:: CEL 1 ::
Jakimi symbolami według dokumentu o zmiennych formalnych i aktualnych zwyczajowo oznacza się zmienne formalne w logice matematycznej?

:: DOKUMENT ::

##########

Definicja zmiennej formalnej:
Zmienna formalna to zmienna binarna nie mająca związku z językiem potocznym człowieka (ze zmienną aktualną)
Zwyczajowo w logice matematycznej zmienne formalne oznaczane są symbolami Y, p, q, r ..

Definicja zmiennej aktualnej:
Zmienna aktualna to zmienna mająca ścisły związek z językiem potocznym człowieka
Przykłady:
P = pies
~P - nie pies
TP - trójkąt prostokątny (zmienna w logice dodatniej bo TP)
~TP - trójkąt nieprostokątny (zmienna w logice ujemnej bo ~TP)
ZWT - zbiór wszystkich trójkątów (dziedzina dla trójkątów)
etc
Definicja dziedziny:
TP+~TP = ZWT =1 - zbiór ~TP jest uzupełnieniem do wspólnej dziedziny ZWT dla zbioru TP
TP*~TP =0 - zbiory TP i ~TP są rozłączne

To samo w zapisach formalnych dla punktu odniesienia:
p=TP (zbiór trójkątów prostokątnych)
D = ZWT (wspólna dziedzina)
Formalna definicja dziedziny:
p+~p =D =1
p*~p=0
Stąd mamy:
~p=[D-p)

Punkt odniesienia w logice matematycznej:
Dla dowolnego zdania warunkowego „Jeśli … to …” w zapisie aktualnym punkt odniesienia ustalamy wtedy i tylko wtedy gdy zamierzamy rozstrzygnąć w skład jakiego operatora logicznego wchodzi zdanie wypowiedziane.
Wtedy dla zdania warunkowego „Jeśli … to …” w zapisie aktualnym przyjęty punkt odniesienia to:
Parametr aktualny z wypowiedzianego zdania po „Jeśli …” = parametr formalny p (poprzednik)

##########

:: WYODRĘBNIONE WPISY ::
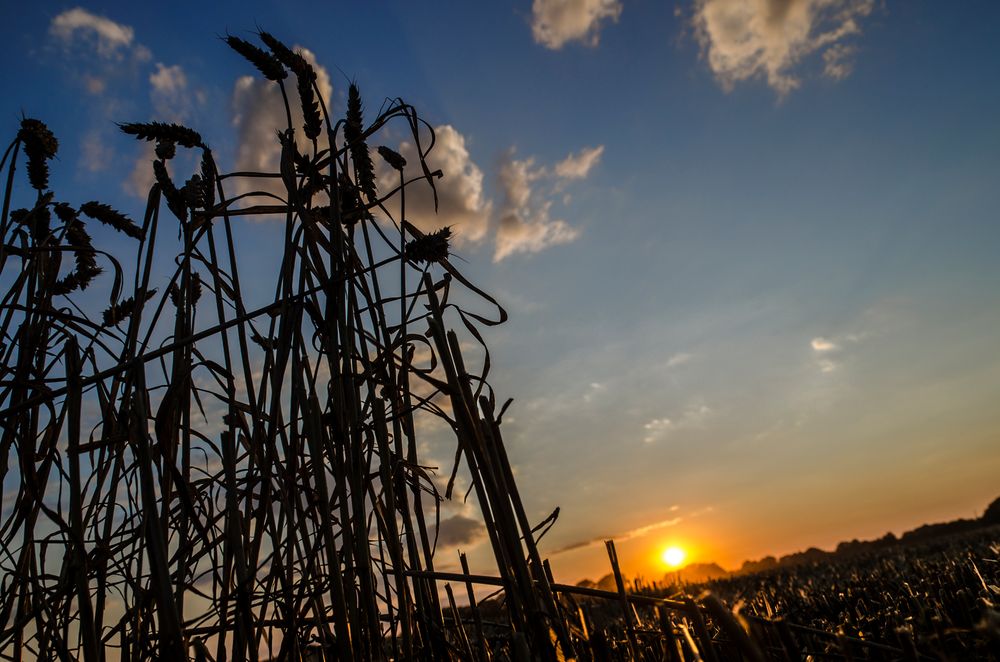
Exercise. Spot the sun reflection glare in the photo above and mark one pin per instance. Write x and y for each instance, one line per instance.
(673, 556)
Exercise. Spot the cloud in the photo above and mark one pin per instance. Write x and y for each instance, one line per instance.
(823, 345)
(169, 92)
(460, 530)
(827, 349)
(555, 22)
(577, 166)
(656, 428)
(679, 359)
(626, 535)
(461, 203)
(140, 178)
(258, 113)
(692, 417)
(526, 224)
(744, 39)
(109, 38)
(96, 153)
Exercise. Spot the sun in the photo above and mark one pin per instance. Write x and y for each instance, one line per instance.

##########

:: CEL 2 ::
Przeskaluj wpisy: zacznij od wiersza zawierającego „Exercise. Spot the cloud”, a skończ na ostatnim wpisie, oba krańce włącznie. Przepisz te wiersze razem z poleceniami, mnożąc każdą współrzędną w odpowiedziach przez 2,25 i zaokrąglając do liczby całkowitej (połówki w górę), i podaj wyłącznie te wiersze.

:: PEŁNA ODPOWIEDŹ 1 ::
Symbolami Y, p, q, r.

:: PEŁNA ODPOWIEDŹ 2 ::
Exercise. Spot the cloud in the photo above and mark one pin per instance. Write x and y for each instance, one line per instance.
(1852, 776)
(380, 207)
(1035, 1193)
(1861, 785)
(1249, 50)
(1298, 374)
(1476, 963)
(1528, 808)
(1409, 1204)
(1037, 457)
(315, 401)
(581, 254)
(1557, 938)
(1184, 504)
(1674, 88)
(245, 86)
(216, 344)
Exercise. Spot the sun in the photo above and mark one pin per instance. Write x and y for each instance, one line per instance.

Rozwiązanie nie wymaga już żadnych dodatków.